EXERCISE REQUIREMENTS => Which of the lines below mention the word "after"? Pull each one out.

□ □ □ □ □

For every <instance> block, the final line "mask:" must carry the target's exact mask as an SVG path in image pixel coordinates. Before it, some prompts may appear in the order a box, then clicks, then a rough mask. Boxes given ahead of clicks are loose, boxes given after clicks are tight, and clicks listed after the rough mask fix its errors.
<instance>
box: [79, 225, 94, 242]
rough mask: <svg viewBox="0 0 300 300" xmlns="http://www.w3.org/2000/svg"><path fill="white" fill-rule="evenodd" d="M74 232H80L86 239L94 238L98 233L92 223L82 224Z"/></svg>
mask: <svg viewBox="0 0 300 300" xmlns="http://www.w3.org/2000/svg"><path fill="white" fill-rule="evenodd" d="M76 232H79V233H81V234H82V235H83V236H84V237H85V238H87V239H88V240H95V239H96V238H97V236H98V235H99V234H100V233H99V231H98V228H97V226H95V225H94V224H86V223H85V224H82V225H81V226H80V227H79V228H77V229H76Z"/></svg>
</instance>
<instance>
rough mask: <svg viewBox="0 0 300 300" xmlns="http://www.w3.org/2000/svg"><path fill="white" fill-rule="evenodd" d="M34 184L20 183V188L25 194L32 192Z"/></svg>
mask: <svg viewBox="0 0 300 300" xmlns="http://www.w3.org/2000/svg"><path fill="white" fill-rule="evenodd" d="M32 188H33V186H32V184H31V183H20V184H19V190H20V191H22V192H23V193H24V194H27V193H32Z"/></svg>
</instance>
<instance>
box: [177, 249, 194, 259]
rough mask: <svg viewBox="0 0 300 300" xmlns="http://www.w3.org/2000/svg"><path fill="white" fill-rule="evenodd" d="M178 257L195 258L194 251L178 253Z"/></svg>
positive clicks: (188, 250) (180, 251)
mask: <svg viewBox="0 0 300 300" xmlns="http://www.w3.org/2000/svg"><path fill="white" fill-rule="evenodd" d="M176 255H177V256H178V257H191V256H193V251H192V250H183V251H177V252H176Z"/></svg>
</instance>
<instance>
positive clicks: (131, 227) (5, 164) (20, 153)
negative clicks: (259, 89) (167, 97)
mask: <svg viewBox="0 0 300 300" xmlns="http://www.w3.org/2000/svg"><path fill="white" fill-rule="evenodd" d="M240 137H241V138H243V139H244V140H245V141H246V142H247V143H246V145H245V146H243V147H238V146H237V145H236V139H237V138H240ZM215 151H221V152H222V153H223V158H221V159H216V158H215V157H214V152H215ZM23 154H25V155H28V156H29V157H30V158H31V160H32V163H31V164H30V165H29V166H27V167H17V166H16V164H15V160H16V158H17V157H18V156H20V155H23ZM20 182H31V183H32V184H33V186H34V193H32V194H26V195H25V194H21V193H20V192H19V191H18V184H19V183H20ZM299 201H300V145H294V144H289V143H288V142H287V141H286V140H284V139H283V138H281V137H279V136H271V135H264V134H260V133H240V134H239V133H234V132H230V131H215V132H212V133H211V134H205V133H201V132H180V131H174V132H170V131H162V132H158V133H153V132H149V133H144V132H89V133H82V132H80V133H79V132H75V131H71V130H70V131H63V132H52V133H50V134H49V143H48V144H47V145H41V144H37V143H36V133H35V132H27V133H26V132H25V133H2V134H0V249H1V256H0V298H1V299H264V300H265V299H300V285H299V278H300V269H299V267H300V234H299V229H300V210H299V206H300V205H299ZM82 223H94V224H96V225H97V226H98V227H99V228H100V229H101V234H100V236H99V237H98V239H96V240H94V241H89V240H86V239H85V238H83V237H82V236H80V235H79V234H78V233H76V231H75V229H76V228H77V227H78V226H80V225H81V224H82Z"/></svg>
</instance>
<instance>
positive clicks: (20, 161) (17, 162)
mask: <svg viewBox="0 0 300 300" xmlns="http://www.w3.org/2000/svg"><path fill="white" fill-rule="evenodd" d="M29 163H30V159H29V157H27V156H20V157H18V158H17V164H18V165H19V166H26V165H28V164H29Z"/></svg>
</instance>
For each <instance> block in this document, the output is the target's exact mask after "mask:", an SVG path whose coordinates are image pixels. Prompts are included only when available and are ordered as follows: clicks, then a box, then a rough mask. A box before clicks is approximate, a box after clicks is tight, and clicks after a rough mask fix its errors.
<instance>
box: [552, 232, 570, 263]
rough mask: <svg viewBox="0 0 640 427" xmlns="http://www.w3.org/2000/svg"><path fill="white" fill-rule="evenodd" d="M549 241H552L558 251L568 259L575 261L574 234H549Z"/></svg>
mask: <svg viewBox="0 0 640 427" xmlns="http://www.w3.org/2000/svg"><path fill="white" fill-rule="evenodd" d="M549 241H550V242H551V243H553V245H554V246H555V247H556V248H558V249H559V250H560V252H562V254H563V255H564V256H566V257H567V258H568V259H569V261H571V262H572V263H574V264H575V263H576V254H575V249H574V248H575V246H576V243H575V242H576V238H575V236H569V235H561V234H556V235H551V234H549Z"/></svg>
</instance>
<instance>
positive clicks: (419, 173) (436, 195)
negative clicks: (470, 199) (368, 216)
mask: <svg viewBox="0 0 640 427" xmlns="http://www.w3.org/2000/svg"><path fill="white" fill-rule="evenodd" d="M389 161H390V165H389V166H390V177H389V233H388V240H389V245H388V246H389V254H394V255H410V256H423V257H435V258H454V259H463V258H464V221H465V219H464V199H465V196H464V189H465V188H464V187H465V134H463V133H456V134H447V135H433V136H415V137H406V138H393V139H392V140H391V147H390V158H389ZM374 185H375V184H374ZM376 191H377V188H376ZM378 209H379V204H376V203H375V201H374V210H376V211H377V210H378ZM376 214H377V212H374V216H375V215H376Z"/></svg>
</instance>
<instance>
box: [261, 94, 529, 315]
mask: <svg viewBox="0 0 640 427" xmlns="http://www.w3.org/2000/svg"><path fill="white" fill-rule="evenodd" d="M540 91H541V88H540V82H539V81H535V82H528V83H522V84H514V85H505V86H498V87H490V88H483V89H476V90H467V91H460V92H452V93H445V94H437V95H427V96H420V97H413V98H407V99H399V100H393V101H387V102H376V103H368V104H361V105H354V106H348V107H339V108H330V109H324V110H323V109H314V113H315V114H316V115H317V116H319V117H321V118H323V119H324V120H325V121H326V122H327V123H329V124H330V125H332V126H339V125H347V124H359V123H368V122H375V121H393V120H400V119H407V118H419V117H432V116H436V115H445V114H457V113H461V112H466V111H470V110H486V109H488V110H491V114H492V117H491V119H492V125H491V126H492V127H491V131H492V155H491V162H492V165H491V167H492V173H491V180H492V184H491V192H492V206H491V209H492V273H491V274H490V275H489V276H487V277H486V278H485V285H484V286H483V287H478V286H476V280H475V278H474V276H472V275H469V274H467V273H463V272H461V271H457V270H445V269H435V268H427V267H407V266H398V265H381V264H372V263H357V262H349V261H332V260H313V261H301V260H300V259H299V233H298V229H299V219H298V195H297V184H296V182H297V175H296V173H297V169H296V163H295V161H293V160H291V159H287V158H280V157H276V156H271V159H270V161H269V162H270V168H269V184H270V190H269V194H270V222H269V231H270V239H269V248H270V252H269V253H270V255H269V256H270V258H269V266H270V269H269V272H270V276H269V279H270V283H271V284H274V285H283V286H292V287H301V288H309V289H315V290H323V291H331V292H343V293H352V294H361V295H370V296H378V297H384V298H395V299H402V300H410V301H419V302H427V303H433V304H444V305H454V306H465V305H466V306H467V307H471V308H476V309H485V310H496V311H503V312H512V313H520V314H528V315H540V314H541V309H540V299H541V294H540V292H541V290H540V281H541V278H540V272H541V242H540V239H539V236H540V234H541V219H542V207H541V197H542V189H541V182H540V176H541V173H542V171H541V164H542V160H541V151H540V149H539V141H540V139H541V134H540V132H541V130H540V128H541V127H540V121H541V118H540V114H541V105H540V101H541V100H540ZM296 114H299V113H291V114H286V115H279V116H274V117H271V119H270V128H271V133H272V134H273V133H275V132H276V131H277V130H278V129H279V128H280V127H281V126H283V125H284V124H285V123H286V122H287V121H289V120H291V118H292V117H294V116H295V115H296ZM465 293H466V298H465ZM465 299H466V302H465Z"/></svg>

□ □ □ □ □

COMPLETED EXERCISE =>
For every <instance> block, the final line "mask:" must carry the target's exact mask as an SVG path in image pixel coordinates. Before it, some prompts may appear in the order a box, then clicks, then a rough mask. Boxes given ahead of clicks are loose, boxes given after clicks are tight, and clicks listed after the rough mask fix its errors.
For each <instance> block in this document, the output is the target's exact mask after "mask:", an SVG path whose coordinates are image pixels. Prompts are included only when available and are ordered as follows: clicks, then a box, then a rough mask. A box before clicks is approximate, a box after clicks is tight, and clicks after a rough mask fix its errors.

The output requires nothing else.